JOB
Copy the entries below from the line containing "Object class to annotate: white van" through the line containing "[432, 110, 447, 120]", keeping both of those lines and nothing else.

DATA SHOWN

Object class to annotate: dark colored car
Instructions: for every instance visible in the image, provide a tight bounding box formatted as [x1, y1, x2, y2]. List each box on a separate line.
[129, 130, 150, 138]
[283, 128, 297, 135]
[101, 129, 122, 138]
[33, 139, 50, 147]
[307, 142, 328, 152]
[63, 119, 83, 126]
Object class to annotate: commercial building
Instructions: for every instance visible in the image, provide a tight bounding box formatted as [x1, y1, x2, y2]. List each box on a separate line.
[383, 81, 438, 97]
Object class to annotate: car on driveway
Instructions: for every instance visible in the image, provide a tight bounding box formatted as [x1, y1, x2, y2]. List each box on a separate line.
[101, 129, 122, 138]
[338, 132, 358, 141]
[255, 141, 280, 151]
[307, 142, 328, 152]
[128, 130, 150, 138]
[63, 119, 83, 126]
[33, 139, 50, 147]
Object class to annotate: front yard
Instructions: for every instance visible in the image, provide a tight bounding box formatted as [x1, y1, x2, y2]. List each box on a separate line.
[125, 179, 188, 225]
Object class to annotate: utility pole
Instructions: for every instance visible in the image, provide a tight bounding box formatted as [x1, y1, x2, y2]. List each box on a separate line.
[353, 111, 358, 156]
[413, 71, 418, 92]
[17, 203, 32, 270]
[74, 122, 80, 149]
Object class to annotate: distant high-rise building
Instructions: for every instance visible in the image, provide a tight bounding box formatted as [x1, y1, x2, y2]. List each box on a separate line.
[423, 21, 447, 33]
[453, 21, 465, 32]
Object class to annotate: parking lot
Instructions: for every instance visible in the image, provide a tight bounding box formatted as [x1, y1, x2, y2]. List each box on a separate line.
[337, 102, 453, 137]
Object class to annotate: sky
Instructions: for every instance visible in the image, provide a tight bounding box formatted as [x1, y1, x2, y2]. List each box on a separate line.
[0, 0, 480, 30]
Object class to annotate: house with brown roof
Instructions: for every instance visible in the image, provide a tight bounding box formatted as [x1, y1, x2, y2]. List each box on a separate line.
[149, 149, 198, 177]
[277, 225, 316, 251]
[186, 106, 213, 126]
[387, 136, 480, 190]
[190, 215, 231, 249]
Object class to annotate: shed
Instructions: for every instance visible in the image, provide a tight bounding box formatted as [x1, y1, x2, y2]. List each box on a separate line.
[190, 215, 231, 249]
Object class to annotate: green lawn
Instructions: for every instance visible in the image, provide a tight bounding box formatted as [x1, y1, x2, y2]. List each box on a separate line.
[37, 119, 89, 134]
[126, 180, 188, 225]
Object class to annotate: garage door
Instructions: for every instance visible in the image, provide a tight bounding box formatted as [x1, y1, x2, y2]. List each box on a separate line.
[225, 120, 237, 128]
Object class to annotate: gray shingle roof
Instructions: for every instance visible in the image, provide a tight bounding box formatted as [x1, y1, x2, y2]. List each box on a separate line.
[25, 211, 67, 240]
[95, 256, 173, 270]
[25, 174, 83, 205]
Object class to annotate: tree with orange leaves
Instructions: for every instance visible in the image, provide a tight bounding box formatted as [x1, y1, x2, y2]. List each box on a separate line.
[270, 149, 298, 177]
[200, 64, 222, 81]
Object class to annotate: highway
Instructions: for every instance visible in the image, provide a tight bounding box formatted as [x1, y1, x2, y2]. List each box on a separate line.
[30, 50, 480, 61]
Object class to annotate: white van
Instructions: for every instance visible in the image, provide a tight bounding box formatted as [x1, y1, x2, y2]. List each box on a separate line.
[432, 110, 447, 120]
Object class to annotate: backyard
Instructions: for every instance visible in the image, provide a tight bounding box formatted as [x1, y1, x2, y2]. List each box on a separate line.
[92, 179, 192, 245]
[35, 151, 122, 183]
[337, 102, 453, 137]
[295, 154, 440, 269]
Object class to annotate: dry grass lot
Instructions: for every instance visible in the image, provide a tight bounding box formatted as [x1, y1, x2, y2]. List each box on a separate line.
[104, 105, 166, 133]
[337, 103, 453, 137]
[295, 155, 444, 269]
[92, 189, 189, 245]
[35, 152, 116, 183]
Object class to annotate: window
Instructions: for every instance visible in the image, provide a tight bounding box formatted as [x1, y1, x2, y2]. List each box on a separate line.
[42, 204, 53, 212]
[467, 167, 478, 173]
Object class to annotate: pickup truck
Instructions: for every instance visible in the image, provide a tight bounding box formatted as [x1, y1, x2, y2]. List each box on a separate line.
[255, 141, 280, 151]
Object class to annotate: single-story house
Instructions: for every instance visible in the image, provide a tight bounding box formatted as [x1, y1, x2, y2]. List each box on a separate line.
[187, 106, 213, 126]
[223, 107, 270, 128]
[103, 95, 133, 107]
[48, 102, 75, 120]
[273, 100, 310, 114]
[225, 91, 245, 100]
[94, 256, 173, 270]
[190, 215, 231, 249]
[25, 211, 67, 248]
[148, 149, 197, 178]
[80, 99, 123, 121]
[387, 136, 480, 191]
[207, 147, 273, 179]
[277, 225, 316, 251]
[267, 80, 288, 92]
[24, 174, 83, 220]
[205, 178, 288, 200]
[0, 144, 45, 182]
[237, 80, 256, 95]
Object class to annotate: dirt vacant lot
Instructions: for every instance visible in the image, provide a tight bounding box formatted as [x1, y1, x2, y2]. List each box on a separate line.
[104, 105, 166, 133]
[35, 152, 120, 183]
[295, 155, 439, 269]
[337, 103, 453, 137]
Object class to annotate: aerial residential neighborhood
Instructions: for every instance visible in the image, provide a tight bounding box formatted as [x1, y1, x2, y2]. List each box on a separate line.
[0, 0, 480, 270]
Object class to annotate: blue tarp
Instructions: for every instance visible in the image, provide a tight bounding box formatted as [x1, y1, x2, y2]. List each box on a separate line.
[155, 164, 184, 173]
==
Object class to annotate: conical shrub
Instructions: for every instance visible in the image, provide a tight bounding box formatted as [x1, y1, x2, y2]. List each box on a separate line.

OUTPUT OF THE TASK
Object class to annotate: white van
Instructions: for every instance visible in the image, provide a tight bounding box formatted as [x1, y1, x2, y2]. List each box on a separate line.
[432, 110, 447, 120]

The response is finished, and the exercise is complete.